TEXT PROVIDED:
- - -

# What is 180 I keep reading about?



## doureallycare2 (Dec 10, 2012)

Can someone tell me what this 180 is?


----------



## EleGirl (Dec 3, 2011)

See the link in my signature block below for the 180. It tells what the 180 is and why one would use it. It's important to know why.


----------



## doureallycare2 (Dec 10, 2012)

Thank you, I wish I had that years ago, I might have learned to stand on my feet a little bit faster but I will try and implament a couple that I still need to work on. Its awful how much he can still manuplate me.


----------



## EleGirl (Dec 3, 2011)

He can only manipulate you if you allow it.

Do you live with him?


----------



## doureallycare2 (Dec 10, 2012)

EleGirl said:


> He can only manipulate you if you allow it.
> 
> Do you live with him?

- - -

AVAILABLE DATA:
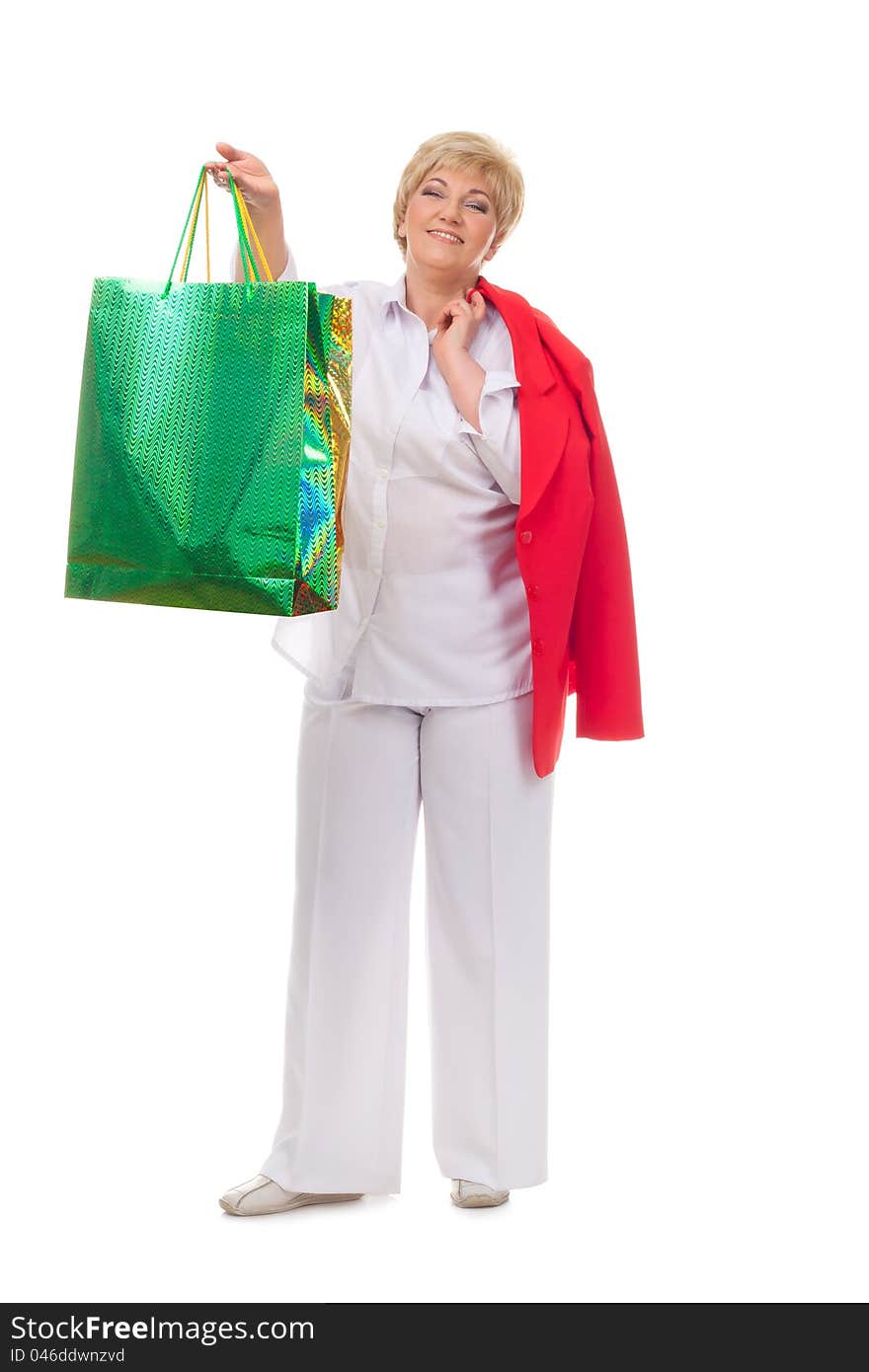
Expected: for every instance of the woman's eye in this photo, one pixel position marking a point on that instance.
(481, 207)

- - -

THE PROBLEM: Reproduce the forum thread word for word, from "Thank you, I" up to and including "still manuplate me.".

WRITTEN SOLUTION:
Thank you, I wish I had that years ago, I might have learned to stand on my feet a little bit faster but I will try and implament a couple that I still need to work on. Its awful how much he can still manuplate me.